*INSTRUCTIONS*
• 1. In the knot projection excerpt, why must the process of drawing red circles eventually stop?
• 2. Rewrite the paragraph of the knot projection excerpt beginning "Let us look at Fig. 15" as a short list, keeping its main facts.
• 3. In the knot projection excerpt, what are the two arcs of Fig. 15 called?

If a knot projection $P$ is a simple curve, it is easy to see that $4_{1}$ projection (cf. Fig. 20) is obtained by $1a$ and $s2a$. In the following, we assume that a knot projection is a non-trivial knot projection. We consider a prime decomposition as Fig. 14. If a knot projection $P$ has a non-trivial sub-curve such that the sub-curve has exactly two end points and if we can find a simple arc closing the two endpoints of the curve that produces a prime knot projection and where the closing does not create double points, then the non-trivial sub-curve is called a prime part of $P$. Let us encircle the prime part at one of the most inner regions by one circle, called a red circle, where we arbitrarily select an innermost prime part. If we replace the prime part with a simple arc, we precede to the next stage and repeat; we encircle the prime part of one of the innermost regions by a red circle that must not intersect the other red circles. We continue to draw red circles not intersecting the other red circles. Finally, we draw a circle whose part is contained by the outermost region and select a next-innermost prime part and repeat the above process. For each step, if the outermost red circle is already given by the former process, we omit drawing it (e.g., Fig. 14). Since the number of double points in a knot projection is finite, every encircling must eventually stop. As a result, we can choose a decomposition where each red circle $r$ contains a prime part where we replace prime parts $t_{1},t_{2},\dots,t_{m}$ with simple arcs $a_{1},a_{2},\dots,a_{m}$ if the other red circles $r_{1},r_{2},\dots,r_{m}$ are contained in $r$.

Let us look at Fig. 15. Every red circle can be drawn as in Fig. 15. Call the two arcs of Fig. 15 marked arcs. Every arc of the sub-diagram within the red circle of Fig. 15 is called a prime part’s arc. Choose two non-marked arcs $\alpha_{1}$ and $\alpha_{2}$ in the same region where one is picked from a prime part’s arc $\alpha_{1}$ and the other is picked from a distinct neighboring prime part’s arc $\alpha_{2}$. Apply the operation shown in Fig. 16 to arcs $\alpha_{1}$ and $\alpha_{2}$. This operation is one $s2a$ or a pair of $s2a$ and $1a$; if two arcs $\alpha_{1}$ and $\alpha_{2}$ cannot make a coherent $2$-gon directly, we make the allowable situation by applying one $1a$ (see Fig. 16).

As a result, the relation of the two neighboring prime parts is not a connected sum and so we should delete the red circle between the two prime parts. We apply this operation to every red circle, and so we can eventually resolve all the connected summations to obtain a prime knot projection. Thus, the proof is completed. ∎

If $|\tau(P)|\leq 2$, $|\tau(P)|=1$ by Theorem (1). We have $|\tau(4_{1})|=1$ (the symbol $4_{1}$ presents a knot projection, see Fig. 20). Thus, we can assume that $|\tau(P)|\geq 3$ in the following. Let $Q_{1}$ (resp. $Q_{2}$) be the left (resp. right) figure of Fig. 13. By Lemma 4, we can find at least one copy of either $Q_{1}$ or $Q_{2}$ within any arbitrary circle arrangement. For such an arbitrary circle arrangement $s=s_{1}$, obtain $s_{2}$ by deleting this part, denoted by $R_{1}$ $=$ $Q_{1}$ or $Q_{2}$. In $s_{2}$, we can find at least one copy of $Q_{1}$ or $Q_{2}$ which we denoted by $R_{2}$. Repeating the deletions, we eventually have exactly one circle $s_{m+1}$ and a sequence $R_{1}R_{2}R_{3}\dots R_{m-1}R_{m}$ for some positive integer $m$.

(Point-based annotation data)

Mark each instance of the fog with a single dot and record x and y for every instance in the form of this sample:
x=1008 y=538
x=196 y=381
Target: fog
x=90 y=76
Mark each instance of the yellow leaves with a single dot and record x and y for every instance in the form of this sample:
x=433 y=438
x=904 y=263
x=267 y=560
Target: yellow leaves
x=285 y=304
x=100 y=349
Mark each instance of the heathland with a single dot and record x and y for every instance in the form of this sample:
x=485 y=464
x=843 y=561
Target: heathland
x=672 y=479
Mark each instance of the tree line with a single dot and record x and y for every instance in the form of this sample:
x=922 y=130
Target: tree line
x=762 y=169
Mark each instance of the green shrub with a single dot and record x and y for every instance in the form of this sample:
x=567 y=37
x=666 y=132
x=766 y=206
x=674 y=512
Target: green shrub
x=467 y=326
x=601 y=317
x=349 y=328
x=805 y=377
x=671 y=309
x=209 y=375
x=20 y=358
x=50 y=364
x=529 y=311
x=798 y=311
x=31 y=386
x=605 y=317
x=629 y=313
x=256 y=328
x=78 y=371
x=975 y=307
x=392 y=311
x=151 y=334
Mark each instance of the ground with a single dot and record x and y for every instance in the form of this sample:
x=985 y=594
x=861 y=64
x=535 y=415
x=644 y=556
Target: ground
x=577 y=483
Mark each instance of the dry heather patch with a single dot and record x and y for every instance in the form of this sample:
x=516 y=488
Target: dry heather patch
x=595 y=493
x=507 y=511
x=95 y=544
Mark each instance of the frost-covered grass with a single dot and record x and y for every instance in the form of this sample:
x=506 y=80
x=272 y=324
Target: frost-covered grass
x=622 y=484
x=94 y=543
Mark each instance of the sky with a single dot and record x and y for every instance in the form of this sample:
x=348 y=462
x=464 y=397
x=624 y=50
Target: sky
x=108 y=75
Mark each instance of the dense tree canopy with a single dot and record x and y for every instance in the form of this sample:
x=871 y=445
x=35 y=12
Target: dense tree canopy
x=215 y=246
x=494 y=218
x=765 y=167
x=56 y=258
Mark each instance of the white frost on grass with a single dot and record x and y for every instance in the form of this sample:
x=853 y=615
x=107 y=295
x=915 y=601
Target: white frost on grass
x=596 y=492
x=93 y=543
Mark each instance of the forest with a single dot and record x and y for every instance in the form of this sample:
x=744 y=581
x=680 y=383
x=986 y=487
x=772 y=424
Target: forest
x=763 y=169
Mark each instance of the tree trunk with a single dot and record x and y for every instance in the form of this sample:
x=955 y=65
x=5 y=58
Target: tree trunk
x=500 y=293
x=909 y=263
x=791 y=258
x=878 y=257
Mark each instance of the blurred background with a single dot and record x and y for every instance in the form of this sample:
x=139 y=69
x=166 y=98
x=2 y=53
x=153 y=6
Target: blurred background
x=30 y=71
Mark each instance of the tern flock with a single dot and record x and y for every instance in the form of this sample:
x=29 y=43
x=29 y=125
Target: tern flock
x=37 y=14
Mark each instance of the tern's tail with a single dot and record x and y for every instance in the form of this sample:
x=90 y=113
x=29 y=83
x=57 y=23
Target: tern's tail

*REPLIES*
• 1. The number of double points in a knot projection is finite, so every encircling must eventually stop.

• 2.
- Every red circle can be drawn as in Fig. 15.
- The two arcs shown in Fig. 15 are called marked arcs. Every arc of the sub-diagram inside the red circle is called a prime part's arc.
- Choose two non-marked arcs $\alpha_{1}$ and $\alpha_{2}$ in the same region. Take one from a prime part's arc and the other from a distinct neighboring prime part's arc.
- Apply the operation of Fig. 16 to them. The operation is one $s2a$ or a pair of $s2a$ and $1a$.
- If $\alpha_{1}$ and $\alpha_{2}$ cannot make a coherent $2$-gon directly, first apply one $1a$.

• 3. Marked arcs.